### Short exercise
Extract every line of the listing below that contains the string "light". Matching is case-sensitive.
= = = =
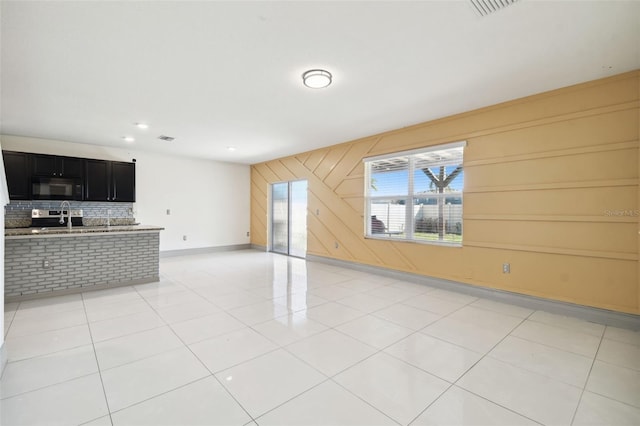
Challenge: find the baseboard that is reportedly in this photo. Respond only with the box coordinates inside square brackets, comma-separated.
[160, 244, 252, 258]
[0, 342, 9, 378]
[307, 255, 640, 330]
[4, 277, 160, 303]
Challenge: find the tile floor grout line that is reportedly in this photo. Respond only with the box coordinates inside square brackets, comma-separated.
[411, 312, 541, 424]
[569, 326, 607, 425]
[164, 302, 266, 424]
[80, 293, 113, 426]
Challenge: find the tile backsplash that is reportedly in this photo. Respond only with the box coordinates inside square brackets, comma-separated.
[4, 200, 136, 228]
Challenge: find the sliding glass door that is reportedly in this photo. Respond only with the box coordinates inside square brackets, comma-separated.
[271, 180, 307, 257]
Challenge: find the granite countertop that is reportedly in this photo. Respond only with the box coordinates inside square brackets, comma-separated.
[4, 225, 164, 238]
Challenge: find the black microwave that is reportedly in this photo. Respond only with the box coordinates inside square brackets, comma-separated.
[31, 176, 82, 200]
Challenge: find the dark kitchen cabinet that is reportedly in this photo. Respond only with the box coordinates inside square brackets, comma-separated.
[111, 161, 136, 202]
[2, 151, 31, 200]
[31, 154, 83, 178]
[84, 160, 136, 202]
[84, 160, 111, 201]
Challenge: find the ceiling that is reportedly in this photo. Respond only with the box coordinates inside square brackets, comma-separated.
[0, 0, 640, 164]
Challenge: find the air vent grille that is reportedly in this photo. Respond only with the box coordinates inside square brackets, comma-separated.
[469, 0, 518, 16]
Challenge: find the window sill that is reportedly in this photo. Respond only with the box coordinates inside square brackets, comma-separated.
[364, 235, 462, 248]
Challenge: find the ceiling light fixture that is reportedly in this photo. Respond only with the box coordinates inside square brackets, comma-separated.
[302, 70, 333, 89]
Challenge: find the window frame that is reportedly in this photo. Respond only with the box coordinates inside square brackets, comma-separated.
[362, 141, 467, 247]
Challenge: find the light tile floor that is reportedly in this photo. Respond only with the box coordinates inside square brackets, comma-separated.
[0, 250, 640, 426]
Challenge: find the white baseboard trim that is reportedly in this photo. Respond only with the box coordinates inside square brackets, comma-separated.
[307, 255, 640, 330]
[160, 244, 252, 258]
[0, 342, 9, 378]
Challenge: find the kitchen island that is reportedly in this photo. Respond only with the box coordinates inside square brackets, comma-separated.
[4, 225, 164, 302]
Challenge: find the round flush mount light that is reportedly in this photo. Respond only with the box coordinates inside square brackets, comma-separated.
[302, 69, 333, 89]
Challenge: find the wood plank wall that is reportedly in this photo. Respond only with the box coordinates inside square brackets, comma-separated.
[251, 71, 640, 314]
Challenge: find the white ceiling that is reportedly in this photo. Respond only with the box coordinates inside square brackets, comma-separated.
[0, 0, 640, 164]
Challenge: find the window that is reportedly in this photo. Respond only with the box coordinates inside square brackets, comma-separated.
[364, 142, 466, 245]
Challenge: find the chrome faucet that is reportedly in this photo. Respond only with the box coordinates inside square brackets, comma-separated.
[60, 200, 71, 231]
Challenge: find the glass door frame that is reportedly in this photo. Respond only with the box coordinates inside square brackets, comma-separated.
[267, 179, 309, 259]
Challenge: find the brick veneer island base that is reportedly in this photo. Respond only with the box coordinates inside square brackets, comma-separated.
[4, 225, 164, 302]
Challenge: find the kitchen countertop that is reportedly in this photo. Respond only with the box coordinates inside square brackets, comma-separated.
[4, 225, 164, 239]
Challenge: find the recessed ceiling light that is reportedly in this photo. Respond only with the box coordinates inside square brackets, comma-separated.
[302, 70, 333, 89]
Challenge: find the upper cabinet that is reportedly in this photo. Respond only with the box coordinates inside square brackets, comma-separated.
[84, 160, 136, 202]
[31, 154, 84, 178]
[111, 161, 136, 202]
[2, 151, 136, 202]
[84, 160, 111, 201]
[2, 151, 31, 200]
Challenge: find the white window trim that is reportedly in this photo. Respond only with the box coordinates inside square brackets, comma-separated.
[362, 141, 467, 247]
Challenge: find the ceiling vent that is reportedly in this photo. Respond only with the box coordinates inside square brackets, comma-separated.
[469, 0, 518, 16]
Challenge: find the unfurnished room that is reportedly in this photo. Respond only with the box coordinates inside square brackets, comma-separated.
[0, 0, 640, 426]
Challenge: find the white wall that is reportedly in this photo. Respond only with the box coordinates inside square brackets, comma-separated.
[2, 135, 250, 251]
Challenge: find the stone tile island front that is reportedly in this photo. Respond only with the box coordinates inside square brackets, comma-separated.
[4, 225, 164, 302]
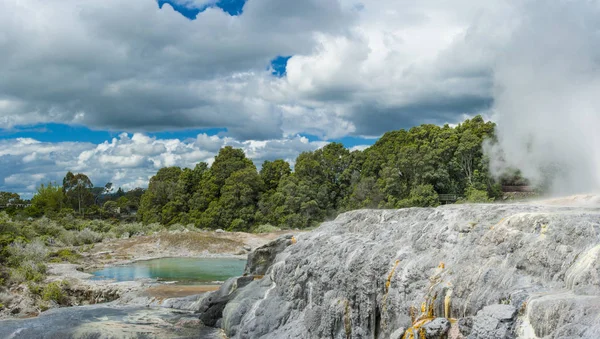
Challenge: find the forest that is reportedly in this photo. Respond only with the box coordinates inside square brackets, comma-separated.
[0, 116, 501, 231]
[0, 116, 501, 300]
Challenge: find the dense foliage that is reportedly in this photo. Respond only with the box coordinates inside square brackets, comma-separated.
[138, 116, 500, 230]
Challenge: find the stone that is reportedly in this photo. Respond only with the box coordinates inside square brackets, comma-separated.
[390, 327, 406, 339]
[197, 276, 254, 327]
[195, 203, 600, 339]
[422, 318, 450, 339]
[458, 317, 473, 337]
[467, 304, 517, 339]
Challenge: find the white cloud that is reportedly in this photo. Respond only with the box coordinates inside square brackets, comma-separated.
[0, 0, 512, 140]
[0, 133, 327, 197]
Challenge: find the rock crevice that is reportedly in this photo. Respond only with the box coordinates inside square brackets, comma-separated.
[199, 204, 600, 339]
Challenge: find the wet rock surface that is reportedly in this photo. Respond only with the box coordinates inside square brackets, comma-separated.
[199, 204, 600, 339]
[244, 235, 295, 275]
[0, 305, 222, 339]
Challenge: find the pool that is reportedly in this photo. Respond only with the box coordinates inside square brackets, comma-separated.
[90, 258, 246, 284]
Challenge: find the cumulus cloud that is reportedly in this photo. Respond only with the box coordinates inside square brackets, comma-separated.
[489, 1, 600, 194]
[0, 0, 510, 140]
[0, 133, 327, 197]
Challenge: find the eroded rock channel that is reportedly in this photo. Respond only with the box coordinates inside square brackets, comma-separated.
[199, 204, 600, 339]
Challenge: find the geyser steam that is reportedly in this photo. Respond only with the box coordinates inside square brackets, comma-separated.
[486, 1, 600, 194]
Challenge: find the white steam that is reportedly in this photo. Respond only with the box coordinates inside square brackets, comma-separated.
[486, 1, 600, 194]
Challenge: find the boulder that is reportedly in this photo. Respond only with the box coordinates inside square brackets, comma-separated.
[244, 235, 295, 275]
[214, 203, 600, 339]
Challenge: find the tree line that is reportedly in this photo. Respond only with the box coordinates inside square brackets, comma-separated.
[0, 116, 501, 231]
[137, 116, 501, 231]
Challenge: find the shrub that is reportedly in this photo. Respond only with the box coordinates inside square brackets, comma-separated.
[10, 261, 47, 284]
[0, 292, 14, 309]
[6, 239, 48, 267]
[31, 217, 64, 237]
[50, 248, 82, 263]
[74, 228, 103, 246]
[252, 224, 281, 233]
[42, 281, 66, 305]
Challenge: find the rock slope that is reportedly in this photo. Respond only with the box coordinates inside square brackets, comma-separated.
[205, 204, 600, 339]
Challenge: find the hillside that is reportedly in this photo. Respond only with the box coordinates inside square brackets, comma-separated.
[207, 197, 600, 339]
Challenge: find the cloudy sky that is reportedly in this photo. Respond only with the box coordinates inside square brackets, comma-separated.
[0, 0, 592, 195]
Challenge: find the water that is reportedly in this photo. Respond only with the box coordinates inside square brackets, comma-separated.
[91, 258, 246, 284]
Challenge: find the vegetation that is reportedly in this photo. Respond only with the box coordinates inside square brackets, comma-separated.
[0, 116, 506, 284]
[138, 116, 500, 231]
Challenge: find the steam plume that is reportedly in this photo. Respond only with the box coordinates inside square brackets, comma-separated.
[486, 1, 600, 194]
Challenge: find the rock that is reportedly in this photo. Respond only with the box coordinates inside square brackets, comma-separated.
[458, 317, 473, 337]
[477, 304, 517, 322]
[244, 235, 294, 275]
[197, 276, 254, 327]
[215, 204, 600, 339]
[390, 327, 406, 339]
[422, 318, 450, 339]
[467, 304, 517, 339]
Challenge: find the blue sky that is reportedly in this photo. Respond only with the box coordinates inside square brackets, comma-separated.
[0, 0, 514, 195]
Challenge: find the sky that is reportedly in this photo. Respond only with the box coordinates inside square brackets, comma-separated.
[0, 0, 595, 197]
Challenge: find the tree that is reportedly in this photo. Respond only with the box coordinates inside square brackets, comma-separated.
[63, 171, 94, 215]
[138, 167, 182, 223]
[260, 159, 292, 191]
[0, 192, 21, 206]
[28, 182, 64, 217]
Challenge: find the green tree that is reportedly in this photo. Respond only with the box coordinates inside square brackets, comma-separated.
[63, 172, 94, 215]
[260, 159, 292, 191]
[137, 167, 182, 223]
[28, 182, 64, 217]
= = = =
### Task response
Challenge: find the ceiling light fixture that is reportedly in this photo. Respond only with the box coordinates inside square brackets, comma-separated.
Challenge: find the light tile floor that is reportedly in this photo. Respond only with the box coordinates inside square brackets, comma-separated.
Challenge: find the round flush mount light that is reportedly in this photo. Respond only with the box coordinates inside square brackets, comma-separated.
Challenge: find the recessed ceiling light that is reportedly in this photo. Respond only with the box coordinates inside square brackets, comma-separated.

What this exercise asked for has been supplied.